Stored items:
=======

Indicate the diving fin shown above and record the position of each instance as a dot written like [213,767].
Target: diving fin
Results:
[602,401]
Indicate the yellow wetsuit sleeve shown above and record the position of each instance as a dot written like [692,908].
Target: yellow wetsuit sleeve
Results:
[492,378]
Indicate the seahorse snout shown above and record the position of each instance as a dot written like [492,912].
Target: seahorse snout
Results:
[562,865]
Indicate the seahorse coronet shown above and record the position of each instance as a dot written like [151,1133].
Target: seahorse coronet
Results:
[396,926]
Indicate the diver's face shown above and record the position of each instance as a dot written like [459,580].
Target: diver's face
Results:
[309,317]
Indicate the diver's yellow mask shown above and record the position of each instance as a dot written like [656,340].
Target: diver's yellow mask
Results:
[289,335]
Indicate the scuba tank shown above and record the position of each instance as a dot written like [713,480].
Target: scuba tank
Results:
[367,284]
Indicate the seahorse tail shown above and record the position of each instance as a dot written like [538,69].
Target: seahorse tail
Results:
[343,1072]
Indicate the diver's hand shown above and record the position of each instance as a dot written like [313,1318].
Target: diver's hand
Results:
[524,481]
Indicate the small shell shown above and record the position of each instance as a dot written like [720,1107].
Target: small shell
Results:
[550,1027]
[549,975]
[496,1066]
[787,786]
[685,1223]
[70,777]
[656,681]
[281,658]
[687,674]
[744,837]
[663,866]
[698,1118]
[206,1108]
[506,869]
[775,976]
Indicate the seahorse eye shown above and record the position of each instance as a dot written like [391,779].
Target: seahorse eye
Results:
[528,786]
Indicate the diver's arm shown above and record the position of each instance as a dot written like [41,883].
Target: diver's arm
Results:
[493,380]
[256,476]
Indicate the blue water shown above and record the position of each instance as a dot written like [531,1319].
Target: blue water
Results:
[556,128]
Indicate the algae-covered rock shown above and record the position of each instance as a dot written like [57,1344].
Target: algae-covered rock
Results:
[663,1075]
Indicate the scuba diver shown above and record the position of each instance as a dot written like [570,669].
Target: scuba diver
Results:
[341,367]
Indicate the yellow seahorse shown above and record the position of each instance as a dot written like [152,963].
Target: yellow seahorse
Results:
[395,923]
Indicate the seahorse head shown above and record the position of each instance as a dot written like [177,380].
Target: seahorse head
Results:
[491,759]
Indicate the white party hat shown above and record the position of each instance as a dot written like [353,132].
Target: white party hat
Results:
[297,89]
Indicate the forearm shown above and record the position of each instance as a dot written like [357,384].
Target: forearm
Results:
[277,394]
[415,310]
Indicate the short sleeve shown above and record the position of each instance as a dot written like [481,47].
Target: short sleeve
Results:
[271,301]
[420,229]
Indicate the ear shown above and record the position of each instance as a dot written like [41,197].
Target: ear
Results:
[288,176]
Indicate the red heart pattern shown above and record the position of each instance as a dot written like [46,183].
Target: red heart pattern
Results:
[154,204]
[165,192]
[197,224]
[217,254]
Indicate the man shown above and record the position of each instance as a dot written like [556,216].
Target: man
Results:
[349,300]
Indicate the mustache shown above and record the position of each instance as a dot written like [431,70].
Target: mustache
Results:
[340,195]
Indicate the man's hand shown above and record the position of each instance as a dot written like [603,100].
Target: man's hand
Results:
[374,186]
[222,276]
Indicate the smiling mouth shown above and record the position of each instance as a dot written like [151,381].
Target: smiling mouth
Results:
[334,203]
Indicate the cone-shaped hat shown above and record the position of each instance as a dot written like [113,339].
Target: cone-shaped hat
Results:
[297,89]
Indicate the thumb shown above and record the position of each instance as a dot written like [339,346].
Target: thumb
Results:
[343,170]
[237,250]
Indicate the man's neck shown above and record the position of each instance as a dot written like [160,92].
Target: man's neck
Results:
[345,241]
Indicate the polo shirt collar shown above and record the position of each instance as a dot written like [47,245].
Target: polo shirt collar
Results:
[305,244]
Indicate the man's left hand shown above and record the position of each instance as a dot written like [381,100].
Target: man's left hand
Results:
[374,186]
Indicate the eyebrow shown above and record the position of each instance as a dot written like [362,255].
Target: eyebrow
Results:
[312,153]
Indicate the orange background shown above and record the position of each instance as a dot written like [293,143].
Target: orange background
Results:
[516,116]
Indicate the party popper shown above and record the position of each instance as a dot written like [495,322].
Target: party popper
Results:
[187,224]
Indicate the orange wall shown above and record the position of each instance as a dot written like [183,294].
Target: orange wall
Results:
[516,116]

=======

OBJECTIVE:
Reproduce verbatim every line of the entries from the one containing "Indicate the cone-shaped" through the final line of the entries, inclusive.

SOLUTION TO THE PROBLEM:
Indicate the cone-shaped hat shown above and record the position of each instance as a dot written like [113,339].
Target: cone-shaped hat
Results:
[297,89]
Indicate the thumb shown above and record the position of each instance as a dot written like [339,346].
Target: thumb
Results:
[343,170]
[237,250]
Indicate the man's neck shown above and record the position of each instance as a dot written like [160,92].
Target: man's neck
Results:
[345,241]
Indicate the polo shirt collar shown above and record the position of each instance as a dot written like [47,245].
Target: polo shirt collar
Results:
[305,244]
Indicate the man's left hand shown above and record the position of each instance as a dot written like [381,100].
Target: man's left hand
Results:
[374,186]
Indicate the eyebrow shown above and record the position of each instance as a dot written like [362,255].
Target: eyebrow
Results:
[312,153]
Indicate the orange background shown above and record the position of each instance as a dot written like [293,143].
Target: orange background
Results:
[516,116]
Indicate the party popper shown above and record the position of each instance as a dot written like [495,322].
Target: party popper
Results:
[187,224]
Indicate the orange wall shown above and record the position of each instance as a dot written like [183,294].
Target: orange wall
Results:
[516,116]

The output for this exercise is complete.